DOCUMENT PASSAGE:
>>>>>
Jaboukie is considered an influencer, which means at one point he was treating Twitter like a job. Now that he’s working in more professional settings, his tweets are less frequent but definitely just as present. When I was at a party and talking to someone about the upcoming cover, he said that he got a lot of his political updates from Jaboukie. I told Jaboukie that, to which he joked, “When I was doing my show in Chicago, someone said ‘I prefer to get my news from someone like you than CNN or MSNBC’ and I was like “That’s so dope, but also … I’m dumb…’”
He continued, “A lot of the stuff that I post politically is stuff that’s plaguing me, or bothering me, to a point where I need to get it out of my head, so I’m just going to turn it into a joke and then distance myself from it.”
He said, “I do think it’s cool that it started out as as basically a selfish thing, like something that I’m trying to come to terms with, has been able to reach other people, and that’s awesome, but at the same time, I would really like it if people got their news from reputable sources straight from the source. I am a viewpoint but not the viewpoint.”
I mentioned that as someone who is automatically seen as political just by existing with his identity, it’s almost impossible to escape what people expect from you. They begin to look at you as a person who knows exactly what to say and when to say it.
He said, “I think everything is a political choice, especially when the world is so globalized. Everything you do or say is politicized. And you can try to ignore that reality and to opt out of that, but that’s also a political choice. We’re at a time where everything is at that level of importance. I don’t think I’m moreso a political person as I am an intentional person and I just try to stay aware of actions having implications. People brand it as ‘political’, but I don’t think necessarily that I’m more political than the next person, I just try to approach my decisions with self-awareness.”
Intention is an integral part of comedy. I mentioned the different kinds of people in comedy and what people can get away with: being purposefully offensive, pushing boundaries, making other people feel uncomfortable for the sake of a joke. I asked him what he thought about that sort of culture within comedy and if it is something that will always exist in stand-up in general.
“People will say fucked up shit and aside from that being a poor moral choice, I think you’re just a bad comedian. A lot of the time, people will go out of their way to say something offensive, or accidentally say something offensive, and it’s like, clearly you don’t know how to read an audience. It goes beyond ‘I should be able to say whatever I want’ No, you’re kind of just bad at your job. It’s getting in the way of what you’re trying to say.”
We discussed how in comedy, you are writing for other people. It’s not just for you, but rather, it’s about connecting with an audience and relating to one another. He said, “It’s one thing if it’s a podcast where people actively seek whatever you’re talking about out, but as a comedian, If you’re bringing your thoughts and ideas to a group of people and you’re not willing to consider the overarching social mores and taste of the time, well, what are you doing?”
<<<<<
DATA EXTRACT:
>>>>>
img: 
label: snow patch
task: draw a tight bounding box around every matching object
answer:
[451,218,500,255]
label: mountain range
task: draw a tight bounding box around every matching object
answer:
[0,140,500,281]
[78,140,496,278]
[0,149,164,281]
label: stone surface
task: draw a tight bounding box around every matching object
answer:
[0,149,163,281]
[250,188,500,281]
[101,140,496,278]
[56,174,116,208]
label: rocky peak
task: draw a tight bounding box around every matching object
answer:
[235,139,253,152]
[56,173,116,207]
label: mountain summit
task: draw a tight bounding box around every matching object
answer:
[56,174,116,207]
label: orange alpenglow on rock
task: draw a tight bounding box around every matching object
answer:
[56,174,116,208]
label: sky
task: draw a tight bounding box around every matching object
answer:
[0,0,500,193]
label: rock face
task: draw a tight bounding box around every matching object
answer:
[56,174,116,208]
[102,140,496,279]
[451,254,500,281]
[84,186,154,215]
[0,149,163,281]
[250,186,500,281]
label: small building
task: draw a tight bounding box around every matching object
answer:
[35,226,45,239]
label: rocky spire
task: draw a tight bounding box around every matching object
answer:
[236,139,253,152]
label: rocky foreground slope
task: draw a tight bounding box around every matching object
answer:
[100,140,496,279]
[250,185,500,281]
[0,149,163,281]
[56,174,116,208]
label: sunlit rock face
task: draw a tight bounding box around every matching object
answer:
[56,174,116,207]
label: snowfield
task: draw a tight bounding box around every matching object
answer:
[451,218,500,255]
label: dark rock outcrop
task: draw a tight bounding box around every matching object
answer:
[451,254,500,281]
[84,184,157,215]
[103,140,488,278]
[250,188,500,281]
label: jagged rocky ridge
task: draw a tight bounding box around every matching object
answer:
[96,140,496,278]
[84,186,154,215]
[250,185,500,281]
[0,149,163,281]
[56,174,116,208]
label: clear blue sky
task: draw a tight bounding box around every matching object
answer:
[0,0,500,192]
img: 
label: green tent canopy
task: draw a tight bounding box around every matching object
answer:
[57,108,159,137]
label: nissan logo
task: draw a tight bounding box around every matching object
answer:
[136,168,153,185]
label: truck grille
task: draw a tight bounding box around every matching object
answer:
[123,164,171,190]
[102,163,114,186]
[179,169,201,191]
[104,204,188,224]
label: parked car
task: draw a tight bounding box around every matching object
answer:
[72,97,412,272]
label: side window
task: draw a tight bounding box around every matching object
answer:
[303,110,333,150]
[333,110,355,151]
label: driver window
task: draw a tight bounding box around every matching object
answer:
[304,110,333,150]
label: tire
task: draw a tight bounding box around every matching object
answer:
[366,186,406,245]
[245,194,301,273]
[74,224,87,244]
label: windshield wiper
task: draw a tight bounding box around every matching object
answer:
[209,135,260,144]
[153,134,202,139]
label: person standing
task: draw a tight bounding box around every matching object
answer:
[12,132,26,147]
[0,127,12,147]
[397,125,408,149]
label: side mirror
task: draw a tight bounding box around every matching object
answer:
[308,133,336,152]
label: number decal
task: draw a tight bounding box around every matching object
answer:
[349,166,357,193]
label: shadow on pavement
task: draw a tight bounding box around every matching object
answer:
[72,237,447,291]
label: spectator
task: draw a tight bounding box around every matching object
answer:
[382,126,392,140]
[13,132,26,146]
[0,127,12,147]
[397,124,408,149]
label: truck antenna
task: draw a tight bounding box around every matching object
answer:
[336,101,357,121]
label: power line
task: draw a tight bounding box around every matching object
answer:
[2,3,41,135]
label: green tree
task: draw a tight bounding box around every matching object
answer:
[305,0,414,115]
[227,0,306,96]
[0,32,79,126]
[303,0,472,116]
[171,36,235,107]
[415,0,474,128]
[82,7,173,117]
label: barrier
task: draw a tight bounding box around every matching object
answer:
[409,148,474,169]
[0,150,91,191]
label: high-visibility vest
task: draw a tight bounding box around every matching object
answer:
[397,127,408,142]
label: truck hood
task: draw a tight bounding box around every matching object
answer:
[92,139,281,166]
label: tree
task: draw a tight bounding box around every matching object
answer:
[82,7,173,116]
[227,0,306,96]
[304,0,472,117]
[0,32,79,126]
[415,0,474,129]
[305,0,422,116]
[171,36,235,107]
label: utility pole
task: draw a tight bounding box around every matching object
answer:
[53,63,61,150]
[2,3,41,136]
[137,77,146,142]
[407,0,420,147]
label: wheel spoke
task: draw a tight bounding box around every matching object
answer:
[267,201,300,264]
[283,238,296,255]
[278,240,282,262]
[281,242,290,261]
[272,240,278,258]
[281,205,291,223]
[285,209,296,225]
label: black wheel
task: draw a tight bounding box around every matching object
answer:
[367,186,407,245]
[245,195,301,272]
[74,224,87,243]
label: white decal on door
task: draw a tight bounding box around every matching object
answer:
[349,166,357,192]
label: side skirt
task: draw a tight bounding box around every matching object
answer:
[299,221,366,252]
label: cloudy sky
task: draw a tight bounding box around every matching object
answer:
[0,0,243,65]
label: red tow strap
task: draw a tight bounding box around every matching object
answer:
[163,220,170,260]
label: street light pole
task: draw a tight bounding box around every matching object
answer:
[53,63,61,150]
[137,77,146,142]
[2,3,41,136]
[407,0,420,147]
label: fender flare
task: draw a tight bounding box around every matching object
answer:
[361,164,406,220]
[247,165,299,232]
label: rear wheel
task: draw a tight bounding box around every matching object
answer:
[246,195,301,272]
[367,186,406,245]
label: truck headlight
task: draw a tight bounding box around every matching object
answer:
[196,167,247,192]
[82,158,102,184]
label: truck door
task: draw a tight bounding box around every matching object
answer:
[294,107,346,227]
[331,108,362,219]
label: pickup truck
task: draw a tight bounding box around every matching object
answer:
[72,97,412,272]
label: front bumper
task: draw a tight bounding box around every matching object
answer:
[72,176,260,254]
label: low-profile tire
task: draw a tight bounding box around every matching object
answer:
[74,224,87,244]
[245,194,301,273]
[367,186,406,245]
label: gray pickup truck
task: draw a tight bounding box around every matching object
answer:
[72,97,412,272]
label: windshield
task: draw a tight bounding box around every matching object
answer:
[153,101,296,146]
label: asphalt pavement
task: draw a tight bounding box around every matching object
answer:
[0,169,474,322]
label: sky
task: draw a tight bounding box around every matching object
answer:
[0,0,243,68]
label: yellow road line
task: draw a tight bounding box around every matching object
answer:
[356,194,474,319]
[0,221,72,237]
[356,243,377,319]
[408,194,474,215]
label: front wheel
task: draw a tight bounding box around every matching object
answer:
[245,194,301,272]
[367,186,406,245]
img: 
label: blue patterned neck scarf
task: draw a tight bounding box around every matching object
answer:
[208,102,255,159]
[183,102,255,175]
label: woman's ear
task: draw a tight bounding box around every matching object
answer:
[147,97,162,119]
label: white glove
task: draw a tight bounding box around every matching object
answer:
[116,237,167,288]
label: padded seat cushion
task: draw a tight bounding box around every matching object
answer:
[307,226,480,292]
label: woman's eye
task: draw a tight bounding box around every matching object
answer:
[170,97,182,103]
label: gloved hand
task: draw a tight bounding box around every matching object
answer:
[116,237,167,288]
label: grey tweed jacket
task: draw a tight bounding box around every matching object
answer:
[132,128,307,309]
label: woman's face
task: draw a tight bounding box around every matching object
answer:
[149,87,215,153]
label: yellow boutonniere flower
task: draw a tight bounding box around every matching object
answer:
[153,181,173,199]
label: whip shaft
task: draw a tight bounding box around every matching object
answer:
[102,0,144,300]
<<<<<
STATED PROBLEM:
Answer these questions about the Jaboukie interview.
(a) In which city was Jaboukie doing his show when someone told him they preferred getting their news from him over CNN or MSNBC?
(b) What does he say he turns the political stuff that bothers him into?
(c) Rather than a political person, what kind of person does he call himself?
The records are separate material from the text above them.

ANSWER IN FULL:
(a) Chicago
(b) A joke
(c) An intentional person